INSTRUCTIONS FOR THE TASK: The records that follow are to be repeated without alteration.

───── DATA PROVIDED ─────

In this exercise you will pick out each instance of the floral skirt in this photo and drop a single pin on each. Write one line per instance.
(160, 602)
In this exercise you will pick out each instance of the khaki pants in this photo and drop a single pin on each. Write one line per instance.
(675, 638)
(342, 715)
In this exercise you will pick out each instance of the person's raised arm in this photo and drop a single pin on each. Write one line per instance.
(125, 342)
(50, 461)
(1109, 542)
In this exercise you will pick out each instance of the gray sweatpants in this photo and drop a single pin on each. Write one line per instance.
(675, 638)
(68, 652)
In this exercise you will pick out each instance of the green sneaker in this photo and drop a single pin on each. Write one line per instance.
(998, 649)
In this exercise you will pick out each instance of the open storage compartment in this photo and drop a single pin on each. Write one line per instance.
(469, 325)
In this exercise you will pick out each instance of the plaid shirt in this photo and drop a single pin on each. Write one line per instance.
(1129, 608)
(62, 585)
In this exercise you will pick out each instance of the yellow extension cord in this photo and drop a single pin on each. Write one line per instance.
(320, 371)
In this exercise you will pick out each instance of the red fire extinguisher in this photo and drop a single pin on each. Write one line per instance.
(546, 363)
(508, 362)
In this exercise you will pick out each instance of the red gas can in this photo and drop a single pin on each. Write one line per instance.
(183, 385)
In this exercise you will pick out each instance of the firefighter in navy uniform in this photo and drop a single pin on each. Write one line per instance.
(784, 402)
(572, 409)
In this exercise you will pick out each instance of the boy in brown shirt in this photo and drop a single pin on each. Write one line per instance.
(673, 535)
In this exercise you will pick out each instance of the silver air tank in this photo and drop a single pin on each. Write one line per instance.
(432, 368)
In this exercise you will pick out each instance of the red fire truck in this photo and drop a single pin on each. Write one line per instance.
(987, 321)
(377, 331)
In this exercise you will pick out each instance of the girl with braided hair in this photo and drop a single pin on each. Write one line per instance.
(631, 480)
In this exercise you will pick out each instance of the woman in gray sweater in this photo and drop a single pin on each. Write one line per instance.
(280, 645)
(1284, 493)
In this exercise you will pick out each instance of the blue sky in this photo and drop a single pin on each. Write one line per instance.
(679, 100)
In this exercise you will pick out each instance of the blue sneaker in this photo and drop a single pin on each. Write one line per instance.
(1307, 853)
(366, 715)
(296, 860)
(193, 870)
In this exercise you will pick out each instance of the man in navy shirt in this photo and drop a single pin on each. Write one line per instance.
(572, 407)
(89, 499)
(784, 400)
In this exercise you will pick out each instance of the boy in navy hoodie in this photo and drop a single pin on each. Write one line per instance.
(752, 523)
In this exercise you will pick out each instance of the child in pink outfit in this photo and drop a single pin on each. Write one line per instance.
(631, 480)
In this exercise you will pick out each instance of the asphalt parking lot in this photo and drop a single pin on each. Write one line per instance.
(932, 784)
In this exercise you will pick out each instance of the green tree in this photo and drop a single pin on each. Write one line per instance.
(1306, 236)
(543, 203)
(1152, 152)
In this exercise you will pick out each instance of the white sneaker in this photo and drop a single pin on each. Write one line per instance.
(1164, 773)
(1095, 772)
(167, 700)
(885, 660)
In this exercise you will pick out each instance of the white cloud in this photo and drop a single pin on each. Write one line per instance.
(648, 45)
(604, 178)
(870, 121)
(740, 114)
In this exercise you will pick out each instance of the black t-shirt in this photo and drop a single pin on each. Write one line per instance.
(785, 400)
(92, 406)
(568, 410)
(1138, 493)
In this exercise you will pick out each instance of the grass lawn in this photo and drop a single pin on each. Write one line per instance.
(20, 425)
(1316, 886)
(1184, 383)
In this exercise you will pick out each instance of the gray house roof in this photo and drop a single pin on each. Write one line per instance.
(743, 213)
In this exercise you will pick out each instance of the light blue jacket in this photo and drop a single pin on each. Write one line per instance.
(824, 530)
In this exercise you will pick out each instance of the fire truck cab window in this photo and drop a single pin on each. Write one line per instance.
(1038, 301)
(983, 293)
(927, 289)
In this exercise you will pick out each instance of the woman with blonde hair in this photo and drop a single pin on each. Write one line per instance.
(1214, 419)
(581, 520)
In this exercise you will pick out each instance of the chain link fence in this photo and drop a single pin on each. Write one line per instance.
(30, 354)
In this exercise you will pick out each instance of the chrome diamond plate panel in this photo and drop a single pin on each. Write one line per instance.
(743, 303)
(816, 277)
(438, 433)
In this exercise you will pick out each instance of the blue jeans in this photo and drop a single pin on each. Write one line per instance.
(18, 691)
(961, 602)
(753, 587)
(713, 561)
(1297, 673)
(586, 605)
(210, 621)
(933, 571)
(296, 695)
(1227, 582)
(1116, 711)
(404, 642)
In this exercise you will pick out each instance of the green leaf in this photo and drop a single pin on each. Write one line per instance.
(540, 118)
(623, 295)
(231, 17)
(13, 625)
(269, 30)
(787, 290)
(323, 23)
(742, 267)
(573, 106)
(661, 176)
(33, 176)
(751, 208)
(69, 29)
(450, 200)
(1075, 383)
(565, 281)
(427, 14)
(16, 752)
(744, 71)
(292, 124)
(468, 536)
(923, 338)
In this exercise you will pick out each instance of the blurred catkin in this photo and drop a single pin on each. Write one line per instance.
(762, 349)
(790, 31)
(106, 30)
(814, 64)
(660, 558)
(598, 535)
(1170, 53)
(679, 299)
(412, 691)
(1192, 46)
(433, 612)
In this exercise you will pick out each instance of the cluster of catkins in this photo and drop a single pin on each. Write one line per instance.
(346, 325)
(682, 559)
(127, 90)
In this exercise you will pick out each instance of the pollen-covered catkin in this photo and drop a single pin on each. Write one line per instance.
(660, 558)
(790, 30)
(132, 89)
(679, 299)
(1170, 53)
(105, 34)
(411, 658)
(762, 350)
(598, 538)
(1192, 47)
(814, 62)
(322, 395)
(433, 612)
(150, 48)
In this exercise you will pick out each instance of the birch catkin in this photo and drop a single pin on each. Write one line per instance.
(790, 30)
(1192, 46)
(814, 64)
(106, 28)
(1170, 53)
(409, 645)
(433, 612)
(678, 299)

─────

RESPONSE BELOW:
In this exercise you will pick out each instance of the floral skirt in this photo and drop a single pin on each. Write one line per instance.
(160, 602)
In this exercise you will pick out each instance of the khaki pants in this photo and drop a single pin on each. Write one line per instance.
(675, 638)
(342, 715)
In this exercise you will pick out each instance of the person's raised arm in this photo and drop a single pin on each. Write one line per instance.
(125, 342)
(50, 461)
(1109, 542)
In this exercise you will pick out each instance of the gray sweatpants in this photo and drop a single pin on each. Write one line per instance.
(675, 638)
(68, 652)
In this exercise you will pick out each instance of the green sneaker in this photo and drop a single pin on each. Write one line per instance.
(998, 649)
In this exercise you will pick out each instance of the open storage compartment in this photo and drop a single pin on each. Write one line per instance.
(469, 325)
In this exercise you will pick out each instance of the plaid shirt in this photo and drop a single pin on each. Write one line per instance.
(1129, 608)
(62, 585)
In this exercise you will pick out each instance of the yellow extension cord in this photo and drop a single pin on each. Write one line per instance.
(320, 371)
In this exercise you will pick out each instance of the red fire extinguisher in this photo and drop a single pin on each. Write one line per instance.
(546, 363)
(508, 362)
In this exercise you will pick out each instance of the red gas can in this photo and drop a single pin on each. Write one line per instance.
(183, 385)
In this exercise you will pick out each instance of the firefighter in navy uniform in this photo and drop a single pin on each. Write one line per instance.
(784, 402)
(572, 409)
In this exercise you will pick out each instance of the boy in brown shirt in this photo and drop a single pin on each. Write one line per instance.
(673, 535)
In this exercise you will pick out each instance of the silver air tank in this photo and drop a single pin on each. Write one line per instance.
(432, 368)
In this exercise you will pick out each instance of the red fire truck in this photo and drop a single pin on each. Write one line per instance.
(987, 321)
(377, 331)
In this exercise you will pick out each instance of the girl with braided hair in this photo and drop a single pin on each. Write one line per instance.
(631, 480)
In this exercise you will pick out each instance of the woman in gray sweater in this photo and drop a single pin on each. Write one line per instance.
(280, 645)
(1284, 493)
In this exercise you will pick out each instance of the blue sky in this photo and drop a single pin on each. Write one line per instance.
(679, 100)
In this exercise you will pick out each instance of the blue sneaker in this photo and drop a single pin on each. Write one line per instance.
(1307, 853)
(366, 715)
(296, 860)
(193, 870)
In this exercise you will pick out each instance of the man in navy shirt in this photo and drop a single pin on each. Write one line per instance.
(572, 407)
(89, 499)
(784, 400)
In this exercise you will pick out each instance of the boy in navy hoodie in this photo and drop a single pin on each. Write one line per instance.
(752, 523)
In this exercise you will pick out each instance of the child in pink outfit in this photo and drop a single pin on each. Write one line per instance.
(631, 480)
In this exercise you will pick out each instance of the asphalt parking lot in this photo and drop a single pin on each. Write one line per instance.
(932, 784)
In this exercise you will pick out each instance of the green tree in this photo and drop a single pin on each. Write one line per instance.
(1306, 236)
(543, 203)
(1152, 152)
In this exercise you will pick out each instance of the white sneaker in this photo and drop a single pin on each. Write one line per instance.
(1164, 773)
(1095, 772)
(167, 700)
(885, 660)
In this exercise you will pick out each instance of the white cloud in this photo and drop a single pin on each. Write one line per instance.
(648, 45)
(604, 178)
(870, 121)
(740, 114)
In this exercise you will pick out each instance of the black t-shirt in this photo and drop a single pin on each. Write one line per instance.
(785, 400)
(92, 406)
(568, 410)
(1138, 493)
In this exercise you will pick out each instance of the grass lawn in this photo and drop a single pin on each. Write one line per instance.
(20, 425)
(1316, 886)
(1184, 383)
In this exercise you will pick out each instance of the gray house roof in this photo and drop a single pin on each. Write one line per instance.
(743, 213)
In this exercise you will pick out each instance of the light blue jacket in this photo and drop a single pin on each. Write one line per instance.
(824, 530)
In this exercise you will pick out each instance of the fire truck cab window in this photo and drop a single pin on each. Write one line per instance.
(1038, 301)
(983, 293)
(927, 289)
In this exercise you will pick out each instance of the woman with blonde hair in this photo and drop a single pin on each. Write one line per instance.
(1214, 419)
(581, 520)
In this exercise you will pick out each instance of the chain link fence in this photo and drop a single pin on each. Write one line per instance.
(30, 354)
In this exercise you will pick out each instance of the chrome diamond plate panel in this photo and drop a single pin on each. Write one line per instance.
(743, 303)
(816, 277)
(438, 433)
In this exercise you will pick out each instance of the blue jeans in this photo and drop a single pin on each. Write one line per instance.
(18, 691)
(961, 602)
(753, 587)
(713, 561)
(1297, 673)
(586, 605)
(210, 621)
(933, 571)
(296, 695)
(1227, 582)
(1116, 711)
(404, 642)
In this exercise you will pick out each instance of the green leaf in this photo and drop a single pin on each. Write one line per instance.
(540, 118)
(623, 295)
(231, 17)
(13, 625)
(269, 30)
(787, 290)
(323, 23)
(742, 267)
(573, 106)
(661, 176)
(33, 176)
(751, 208)
(69, 29)
(450, 200)
(1075, 383)
(565, 281)
(427, 14)
(16, 752)
(744, 71)
(292, 124)
(468, 536)
(923, 338)
In this exercise you will pick out each instance of the blurred catkin in this photo and drop a single pin on each. Write one line per instance.
(762, 349)
(790, 31)
(106, 30)
(814, 64)
(660, 558)
(598, 535)
(1170, 53)
(679, 299)
(412, 691)
(1192, 46)
(433, 612)
In this exercise you will pick out each instance of the cluster of catkins in this photo and drop a single pin on each. Write one line per instance.
(346, 325)
(682, 559)
(127, 90)
In this exercise you will pick out each instance of the pollen-covered catkin in this photo and drop a single pin on each. Write one line per instance.
(660, 558)
(790, 30)
(132, 89)
(679, 299)
(1170, 53)
(105, 34)
(411, 658)
(762, 350)
(598, 538)
(1192, 47)
(814, 62)
(322, 395)
(433, 612)
(150, 48)
In this exercise you will pick out each instance of the birch catkin in this photo and drop a single pin on each. Write one line per instance.
(790, 30)
(1192, 46)
(814, 64)
(106, 28)
(1170, 53)
(409, 645)
(433, 612)
(678, 299)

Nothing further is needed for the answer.